■ **WHAT IS REQUIRED**: Output the full listing word for word.

────────────────

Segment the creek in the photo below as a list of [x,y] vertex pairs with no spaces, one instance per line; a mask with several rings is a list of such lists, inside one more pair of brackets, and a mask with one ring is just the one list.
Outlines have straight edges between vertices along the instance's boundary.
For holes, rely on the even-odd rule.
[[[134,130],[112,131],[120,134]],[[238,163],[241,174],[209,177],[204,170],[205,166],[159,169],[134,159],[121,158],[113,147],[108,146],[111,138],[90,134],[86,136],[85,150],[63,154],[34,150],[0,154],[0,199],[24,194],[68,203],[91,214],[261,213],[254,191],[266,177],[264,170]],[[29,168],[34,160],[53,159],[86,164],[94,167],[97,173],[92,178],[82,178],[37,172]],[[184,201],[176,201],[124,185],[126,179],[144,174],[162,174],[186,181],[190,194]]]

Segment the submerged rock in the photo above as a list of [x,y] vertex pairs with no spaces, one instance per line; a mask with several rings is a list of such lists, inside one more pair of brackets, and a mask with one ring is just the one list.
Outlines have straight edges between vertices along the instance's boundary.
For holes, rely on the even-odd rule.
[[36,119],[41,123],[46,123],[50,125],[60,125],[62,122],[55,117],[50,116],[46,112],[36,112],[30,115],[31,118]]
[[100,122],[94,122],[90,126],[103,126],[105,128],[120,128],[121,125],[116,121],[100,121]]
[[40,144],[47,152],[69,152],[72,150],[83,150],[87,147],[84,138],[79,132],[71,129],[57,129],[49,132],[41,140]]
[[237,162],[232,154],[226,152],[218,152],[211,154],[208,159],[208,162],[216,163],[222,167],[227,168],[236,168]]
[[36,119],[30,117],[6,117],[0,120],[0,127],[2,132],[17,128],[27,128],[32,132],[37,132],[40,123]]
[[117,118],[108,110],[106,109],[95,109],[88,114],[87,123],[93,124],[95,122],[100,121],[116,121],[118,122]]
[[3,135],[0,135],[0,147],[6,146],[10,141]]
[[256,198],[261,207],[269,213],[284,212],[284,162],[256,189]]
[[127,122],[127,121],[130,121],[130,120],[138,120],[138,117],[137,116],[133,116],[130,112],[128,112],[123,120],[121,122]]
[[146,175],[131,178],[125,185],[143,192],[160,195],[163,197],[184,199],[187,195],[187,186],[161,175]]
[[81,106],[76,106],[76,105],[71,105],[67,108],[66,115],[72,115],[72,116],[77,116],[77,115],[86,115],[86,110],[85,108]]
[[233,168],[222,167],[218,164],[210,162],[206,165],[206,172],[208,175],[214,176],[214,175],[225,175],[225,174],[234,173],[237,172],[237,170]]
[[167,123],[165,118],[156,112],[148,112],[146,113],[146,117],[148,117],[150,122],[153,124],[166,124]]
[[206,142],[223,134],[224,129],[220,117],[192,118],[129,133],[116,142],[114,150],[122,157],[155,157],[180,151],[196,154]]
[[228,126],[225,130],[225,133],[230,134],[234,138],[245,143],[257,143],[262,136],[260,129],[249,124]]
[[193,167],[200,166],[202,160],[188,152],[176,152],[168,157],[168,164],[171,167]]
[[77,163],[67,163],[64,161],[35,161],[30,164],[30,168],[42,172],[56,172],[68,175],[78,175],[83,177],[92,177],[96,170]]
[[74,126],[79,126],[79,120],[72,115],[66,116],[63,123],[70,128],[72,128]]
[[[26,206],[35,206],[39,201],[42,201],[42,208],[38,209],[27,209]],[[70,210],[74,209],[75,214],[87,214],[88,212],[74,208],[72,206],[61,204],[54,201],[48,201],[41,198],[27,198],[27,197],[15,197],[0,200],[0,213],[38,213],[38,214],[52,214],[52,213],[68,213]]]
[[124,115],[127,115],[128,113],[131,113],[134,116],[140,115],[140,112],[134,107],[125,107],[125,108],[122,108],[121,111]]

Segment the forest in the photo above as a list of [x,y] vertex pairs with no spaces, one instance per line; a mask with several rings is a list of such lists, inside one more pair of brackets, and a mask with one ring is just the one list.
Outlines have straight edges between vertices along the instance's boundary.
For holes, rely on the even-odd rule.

────────────────

■ **OUTPUT OF THE EXERCISE**:
Segment the creek in the photo below as a list of [x,y] vertex pairs with no spaces, one instance per line; a mask with several rings is a list of such lists, inside one more pair of brackets, and a mask with one ring is just the one list.
Outlines have straight edges between vertices along the instance's boundary.
For holes, rely on the even-odd rule.
[[[134,130],[112,131],[120,134]],[[238,163],[241,174],[209,177],[204,170],[205,166],[159,169],[134,159],[121,158],[113,147],[108,146],[111,138],[90,134],[86,136],[85,150],[63,154],[34,150],[0,154],[0,199],[24,194],[68,203],[91,214],[261,213],[254,191],[266,177],[264,170]],[[29,168],[34,160],[53,159],[86,164],[94,167],[97,173],[92,178],[82,178],[37,172]],[[184,201],[176,201],[124,185],[126,179],[144,174],[162,174],[186,181],[190,194]]]

Segment the submerged rock in the photo above as a list of [x,y] vertex pairs with no spaces, one instance per line; a mask with several rings is a list of such lists, inside one more pair of brackets, and a mask with one ring is just the one list.
Outlines have straight edges between vertices along the instance's boundary.
For holes, rely on the even-odd rule.
[[36,119],[41,123],[46,123],[50,125],[60,125],[62,122],[55,117],[50,116],[46,112],[36,112],[30,115],[31,118]]
[[100,122],[94,122],[90,126],[103,126],[105,128],[120,128],[121,125],[116,121],[100,121]]
[[40,144],[47,152],[69,152],[72,150],[83,150],[87,147],[84,138],[79,132],[71,129],[57,129],[49,132],[41,140]]
[[237,162],[232,154],[226,152],[218,152],[211,154],[208,159],[208,162],[216,163],[222,167],[227,168],[236,168]]
[[36,119],[30,117],[6,117],[0,120],[0,127],[2,132],[17,128],[27,128],[32,132],[37,132],[40,123]]
[[117,118],[108,110],[106,109],[95,109],[88,114],[87,123],[93,124],[95,122],[100,121],[116,121],[118,122]]
[[3,135],[0,135],[0,147],[6,146],[10,141]]
[[256,198],[261,207],[269,213],[284,212],[284,162],[256,189]]
[[127,122],[127,121],[130,121],[130,120],[138,120],[138,117],[137,116],[133,116],[130,112],[128,112],[123,120],[121,122]]
[[146,175],[131,178],[125,185],[143,192],[160,195],[163,197],[184,199],[187,195],[187,186],[161,175]]
[[81,106],[76,106],[76,105],[71,105],[67,108],[66,115],[72,115],[72,116],[77,116],[77,115],[86,115],[86,110],[85,108]]
[[233,168],[222,167],[218,164],[210,162],[206,165],[206,172],[208,175],[214,176],[214,175],[225,175],[225,174],[234,173],[237,172],[237,170]]
[[167,123],[165,118],[156,112],[148,112],[146,113],[146,117],[148,117],[150,122],[153,124],[166,124]]
[[206,142],[223,134],[224,129],[220,117],[192,118],[129,133],[116,142],[114,150],[122,157],[155,157],[180,151],[196,154]]
[[228,126],[225,130],[225,133],[230,134],[234,138],[245,143],[257,143],[262,136],[260,129],[249,124]]
[[193,167],[200,166],[202,160],[188,152],[176,152],[168,157],[168,164],[171,167]]
[[77,163],[67,163],[64,161],[35,161],[30,164],[30,168],[42,172],[56,172],[68,175],[78,175],[83,177],[92,177],[96,170]]
[[74,126],[79,126],[79,120],[72,115],[66,116],[63,123],[70,128],[72,128]]
[[[26,206],[35,206],[39,201],[42,201],[42,208],[38,209],[27,209]],[[70,210],[74,209],[75,214],[87,214],[88,212],[74,208],[72,206],[61,204],[54,201],[48,201],[41,198],[27,198],[27,197],[15,197],[0,200],[0,213],[38,213],[38,214],[52,214],[52,213],[68,213]]]
[[124,115],[127,115],[128,113],[131,113],[134,116],[140,115],[140,112],[134,107],[125,107],[125,108],[122,108],[121,111]]

Segment the forest in the photo above as a list of [x,y] vertex pairs with no spaces, one instance per line; a mask with several rings is a list of such lists, inside one more pair of brackets, and a mask with one ring is just the one list.
Outlines have straight edges between vertices along the instance's boundary.
For holes, rely on the even-odd rule.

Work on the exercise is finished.